= What you are asked to do =
Return every line below exactly.

Material for this task below:

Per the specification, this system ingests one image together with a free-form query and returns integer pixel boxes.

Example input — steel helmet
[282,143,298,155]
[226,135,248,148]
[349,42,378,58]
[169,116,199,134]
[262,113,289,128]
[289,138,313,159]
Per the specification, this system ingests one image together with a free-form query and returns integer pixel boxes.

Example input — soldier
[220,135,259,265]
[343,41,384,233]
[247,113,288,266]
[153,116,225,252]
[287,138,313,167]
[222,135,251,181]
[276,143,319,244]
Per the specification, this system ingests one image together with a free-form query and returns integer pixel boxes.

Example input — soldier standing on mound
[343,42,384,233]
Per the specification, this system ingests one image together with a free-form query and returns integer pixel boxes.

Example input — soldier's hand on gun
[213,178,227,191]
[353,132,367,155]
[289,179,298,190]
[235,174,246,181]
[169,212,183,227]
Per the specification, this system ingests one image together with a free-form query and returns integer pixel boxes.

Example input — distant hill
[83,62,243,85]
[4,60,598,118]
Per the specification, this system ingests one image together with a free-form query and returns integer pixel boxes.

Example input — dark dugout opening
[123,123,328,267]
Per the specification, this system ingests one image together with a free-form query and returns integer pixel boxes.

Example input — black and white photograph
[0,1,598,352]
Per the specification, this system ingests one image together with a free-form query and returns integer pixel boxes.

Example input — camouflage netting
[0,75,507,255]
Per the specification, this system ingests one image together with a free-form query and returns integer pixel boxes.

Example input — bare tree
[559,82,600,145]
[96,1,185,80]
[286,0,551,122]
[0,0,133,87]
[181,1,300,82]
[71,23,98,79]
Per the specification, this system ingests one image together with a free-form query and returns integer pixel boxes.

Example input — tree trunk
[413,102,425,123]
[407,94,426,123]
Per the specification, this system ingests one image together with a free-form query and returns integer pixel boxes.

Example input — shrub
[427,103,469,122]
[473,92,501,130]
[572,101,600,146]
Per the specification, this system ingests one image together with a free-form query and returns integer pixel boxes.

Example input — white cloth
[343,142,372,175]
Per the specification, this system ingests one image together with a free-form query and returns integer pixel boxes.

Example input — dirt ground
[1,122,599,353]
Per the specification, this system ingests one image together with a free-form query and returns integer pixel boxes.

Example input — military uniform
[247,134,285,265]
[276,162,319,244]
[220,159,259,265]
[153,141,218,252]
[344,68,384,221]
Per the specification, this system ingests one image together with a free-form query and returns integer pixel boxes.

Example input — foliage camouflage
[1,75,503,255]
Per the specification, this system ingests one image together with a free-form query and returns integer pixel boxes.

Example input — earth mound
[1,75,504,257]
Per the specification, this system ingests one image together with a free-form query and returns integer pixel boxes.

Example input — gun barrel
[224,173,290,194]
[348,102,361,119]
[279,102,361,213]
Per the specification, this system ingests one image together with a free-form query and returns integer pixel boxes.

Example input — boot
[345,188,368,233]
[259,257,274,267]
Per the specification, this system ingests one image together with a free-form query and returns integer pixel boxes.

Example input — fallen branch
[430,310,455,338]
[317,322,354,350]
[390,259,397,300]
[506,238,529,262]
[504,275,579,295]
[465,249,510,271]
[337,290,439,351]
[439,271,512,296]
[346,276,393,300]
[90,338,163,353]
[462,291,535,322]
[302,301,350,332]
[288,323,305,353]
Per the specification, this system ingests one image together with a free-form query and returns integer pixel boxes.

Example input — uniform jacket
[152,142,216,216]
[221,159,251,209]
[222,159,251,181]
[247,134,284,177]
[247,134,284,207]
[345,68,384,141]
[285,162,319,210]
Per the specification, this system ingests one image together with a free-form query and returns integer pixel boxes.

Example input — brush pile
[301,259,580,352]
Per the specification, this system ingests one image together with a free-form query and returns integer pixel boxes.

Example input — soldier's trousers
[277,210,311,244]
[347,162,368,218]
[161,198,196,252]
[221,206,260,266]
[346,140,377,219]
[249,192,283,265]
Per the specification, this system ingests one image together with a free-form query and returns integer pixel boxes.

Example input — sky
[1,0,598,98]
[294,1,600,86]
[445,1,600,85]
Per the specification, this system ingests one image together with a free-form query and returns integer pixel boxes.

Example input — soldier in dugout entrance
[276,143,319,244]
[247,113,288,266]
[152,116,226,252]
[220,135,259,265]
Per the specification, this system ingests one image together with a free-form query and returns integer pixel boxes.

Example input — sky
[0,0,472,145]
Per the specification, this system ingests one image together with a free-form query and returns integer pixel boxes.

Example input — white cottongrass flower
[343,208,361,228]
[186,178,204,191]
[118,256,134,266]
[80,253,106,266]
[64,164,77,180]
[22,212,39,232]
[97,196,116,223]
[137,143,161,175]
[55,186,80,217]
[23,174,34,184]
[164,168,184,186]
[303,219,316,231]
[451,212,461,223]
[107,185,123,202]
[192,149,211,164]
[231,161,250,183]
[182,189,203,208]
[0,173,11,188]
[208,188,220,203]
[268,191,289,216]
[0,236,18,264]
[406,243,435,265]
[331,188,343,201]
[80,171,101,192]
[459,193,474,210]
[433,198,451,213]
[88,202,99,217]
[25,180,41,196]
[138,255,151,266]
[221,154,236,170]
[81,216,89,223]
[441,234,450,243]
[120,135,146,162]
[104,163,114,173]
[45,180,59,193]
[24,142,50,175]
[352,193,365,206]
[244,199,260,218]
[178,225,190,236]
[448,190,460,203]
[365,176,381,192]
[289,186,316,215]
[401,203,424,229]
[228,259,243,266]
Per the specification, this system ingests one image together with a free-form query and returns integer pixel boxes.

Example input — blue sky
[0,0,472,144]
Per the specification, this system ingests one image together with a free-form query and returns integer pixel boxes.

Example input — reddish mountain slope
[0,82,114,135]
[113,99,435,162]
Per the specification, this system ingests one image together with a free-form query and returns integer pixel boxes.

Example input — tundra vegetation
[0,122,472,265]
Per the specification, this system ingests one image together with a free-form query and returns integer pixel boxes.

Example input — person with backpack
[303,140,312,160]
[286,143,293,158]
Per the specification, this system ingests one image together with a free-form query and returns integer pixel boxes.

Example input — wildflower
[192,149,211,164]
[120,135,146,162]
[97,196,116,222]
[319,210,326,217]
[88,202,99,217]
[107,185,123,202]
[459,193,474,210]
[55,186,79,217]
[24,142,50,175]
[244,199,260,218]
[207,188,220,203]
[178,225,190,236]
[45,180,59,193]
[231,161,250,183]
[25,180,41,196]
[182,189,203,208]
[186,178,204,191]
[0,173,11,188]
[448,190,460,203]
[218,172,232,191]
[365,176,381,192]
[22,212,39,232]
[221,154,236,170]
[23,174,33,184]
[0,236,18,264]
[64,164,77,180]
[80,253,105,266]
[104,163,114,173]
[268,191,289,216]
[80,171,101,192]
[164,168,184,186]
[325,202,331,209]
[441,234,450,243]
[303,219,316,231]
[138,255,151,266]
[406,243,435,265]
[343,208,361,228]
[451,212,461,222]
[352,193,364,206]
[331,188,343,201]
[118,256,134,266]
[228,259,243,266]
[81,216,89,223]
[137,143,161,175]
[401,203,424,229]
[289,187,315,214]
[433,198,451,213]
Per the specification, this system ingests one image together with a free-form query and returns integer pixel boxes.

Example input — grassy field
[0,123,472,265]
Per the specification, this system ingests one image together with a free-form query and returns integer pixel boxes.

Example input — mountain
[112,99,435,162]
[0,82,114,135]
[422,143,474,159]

End of Material for this task.

= Your response =
Per the specification, this system ingests one image together with a free-form query and returns integer pixel boxes.

Example input — steel helmet
[282,143,298,155]
[226,135,248,148]
[349,42,378,58]
[169,116,199,134]
[262,113,289,128]
[289,138,313,159]
Per the specification, this system ingests one image together with a free-form query and returns integer pixel boxes.

Example input — soldier
[220,135,259,265]
[343,41,384,233]
[247,113,288,266]
[153,116,225,252]
[287,138,313,167]
[222,135,251,181]
[276,143,319,244]
Per the specification, this system ingests one image together with a free-form query and returns integer pixel boxes.

Example input — soldier standing on mound
[343,42,384,233]
Per the specification, this system ingests one image together with a free-form query and returns integer pixel boxes.

Example input — soldier's hand on gun
[213,178,227,191]
[353,132,367,155]
[289,179,298,190]
[235,174,246,181]
[169,212,183,227]
Per the specification, this system ingests one image together with a free-form query and returns integer pixel boxes.

Example input — distant hill
[83,62,243,85]
[4,60,598,118]
Per the specification, this system ingests one image together with a free-form query and returns integer pixel boxes.

Example input — dark dugout opening
[123,123,328,267]
Per the specification, this system ingests one image together with a free-form query and returns integer pixel boxes.

Example input — black and white photograph
[0,1,598,352]
Per the specification, this system ingests one image together with a free-form query and returns integer pixel boxes.

Example input — camouflage netting
[0,75,507,255]
Per the specification, this system ingests one image together with a free-form query and returns integer pixel boxes.

Example input — bare tree
[559,82,600,145]
[96,1,185,80]
[286,0,551,122]
[0,0,133,87]
[181,1,300,82]
[71,23,98,79]
Per the specification, this system ingests one image together with a free-form query and returns integer pixel boxes.

Example input — tree trunk
[413,102,425,123]
[407,94,426,123]
Per the specification, this system ingests one image together with a free-form query and returns integer pixel boxes.

Example input — shrub
[427,103,469,122]
[473,92,501,130]
[572,101,600,146]
Per the specification, this system ingests one image together with a free-form query and returns integer pixel boxes.

Example input — white cloth
[343,142,372,175]
Per the specification, this system ingests one image together with a free-form query and returns integer pixel boxes.

Example input — dirt ground
[1,122,599,353]
Per the specification, this system ingests one image together with a free-form query and returns integer pixel boxes.

Example input — military uniform
[247,134,285,265]
[276,162,319,244]
[220,159,259,265]
[153,141,218,252]
[344,68,384,221]
Per the specification, this system ingests one image together with a free-form query and returns integer pixel boxes.

Example input — foliage camouflage
[1,75,503,255]
Per the specification, this system ingests one image together with a free-form query and returns integer pixel boxes.

Example input — earth mound
[1,75,504,257]
Per the specification, this system ingests one image together with a free-form query and returns integer pixel boxes.

Example input — gun barrel
[224,173,290,194]
[348,102,361,119]
[279,102,361,213]
Per the specification, this system ingests one image together with a free-form query and returns integer pixel boxes.

Example input — boot
[345,188,368,233]
[259,257,274,267]
Per the specification, this system ingests one image together with a free-form query and returns integer pixel boxes.

Example input — fallen branch
[430,310,455,338]
[317,322,354,350]
[390,259,397,300]
[506,238,529,262]
[504,275,579,295]
[465,249,510,271]
[337,290,439,351]
[439,271,512,296]
[346,276,393,300]
[90,338,163,353]
[462,291,535,322]
[302,301,350,332]
[288,323,305,353]
Per the specification, this system ingests one image together with a free-form query and returns integer pixel boxes.

Example input — uniform jacket
[152,142,216,216]
[221,159,251,209]
[222,159,251,181]
[247,134,284,177]
[247,134,284,207]
[345,68,384,141]
[285,162,319,210]
Per the specification, this system ingests one image together with a free-form query and returns integer pixel boxes.

Example input — brush pile
[301,259,580,352]
Per the specification, this system ingests one image together with a free-form query and returns integer pixel boxes.

Example input — soldier's trousers
[277,210,311,244]
[347,162,368,218]
[161,198,196,252]
[221,206,260,266]
[346,140,377,219]
[249,192,283,265]
Per the specification, this system ingests one image together with a free-form query and returns integer pixel boxes.

Example input — sky
[1,0,598,98]
[294,1,600,86]
[445,1,600,85]
Per the specification, this system ingests one image together with a free-form query and returns integer pixel boxes.

Example input — soldier in dugout entrance
[276,143,319,244]
[247,113,288,266]
[152,116,226,252]
[220,135,259,265]
Per the specification, this system ingests one image together with a free-form query and returns integer pixel boxes.

Example input — sky
[0,0,472,145]
Per the specification, this system ingests one image together with a free-form query and returns integer pixel boxes.

Example input — white cottongrass flower
[343,208,361,228]
[186,178,204,191]
[118,256,134,266]
[80,253,106,266]
[64,164,77,180]
[22,212,39,232]
[97,196,116,223]
[137,143,161,175]
[55,186,80,217]
[23,174,34,184]
[164,168,184,186]
[303,219,316,231]
[451,212,461,223]
[107,185,123,202]
[192,149,211,164]
[231,161,250,183]
[182,189,203,208]
[0,173,11,188]
[208,188,220,203]
[268,191,289,216]
[0,236,18,264]
[406,243,435,265]
[331,188,343,201]
[80,171,101,192]
[459,193,474,210]
[433,198,451,213]
[88,202,99,217]
[25,180,41,196]
[138,255,151,266]
[221,154,236,170]
[81,216,89,223]
[441,234,450,243]
[120,135,146,162]
[104,163,114,173]
[45,180,59,193]
[24,142,50,175]
[352,193,365,206]
[244,199,260,218]
[178,225,190,236]
[448,190,460,203]
[365,176,381,192]
[289,186,316,215]
[401,203,424,229]
[228,259,243,266]
Per the specification, this system ingests one image together with a free-form query and returns integer pixel boxes.

Example input — blue sky
[0,0,472,144]
Per the specification, this system ingests one image together with a free-form query and returns integer pixel boxes.

Example input — reddish mountain slope
[0,82,114,135]
[113,99,435,162]
Per the specification, this system ingests one image together with a free-form query and returns integer pixel boxes.

Example input — tundra vegetation
[0,122,472,265]
Per the specification, this system ingests one image together with a free-form query and returns integer pixel boxes.

Example input — person with backpack
[303,140,312,160]
[286,143,293,158]
Per the specification, this system ingests one image together with a free-form query and returns integer pixel boxes.

Example input — wildflower
[192,149,211,164]
[120,135,146,162]
[97,196,116,222]
[319,210,326,217]
[88,202,99,217]
[107,185,123,202]
[459,193,474,210]
[55,186,79,217]
[24,142,50,175]
[244,199,260,218]
[207,188,220,203]
[178,225,190,236]
[45,180,59,193]
[231,161,250,183]
[25,180,41,196]
[182,189,203,208]
[186,178,204,191]
[0,173,11,188]
[448,190,460,203]
[218,172,232,191]
[365,176,381,192]
[22,212,39,232]
[221,154,236,170]
[23,174,33,184]
[0,236,18,264]
[64,164,77,180]
[80,253,105,266]
[104,163,114,173]
[268,191,289,216]
[80,171,101,192]
[164,168,184,186]
[325,202,331,209]
[441,234,450,243]
[303,219,316,231]
[138,255,151,266]
[406,243,435,265]
[343,208,361,228]
[451,212,461,222]
[352,193,364,206]
[331,188,343,201]
[118,256,134,266]
[228,259,243,266]
[81,216,89,223]
[137,143,161,175]
[401,203,424,229]
[289,187,315,214]
[433,198,451,213]
Per the specification, this system ingests one image together with a free-form query and returns integer pixel boxes.

Example input — grassy field
[0,123,472,265]
Per the specification, this system ingests one image together with a free-form query and returns integer pixel boxes.

Example input — mountain
[112,99,435,162]
[0,82,114,135]
[422,143,474,159]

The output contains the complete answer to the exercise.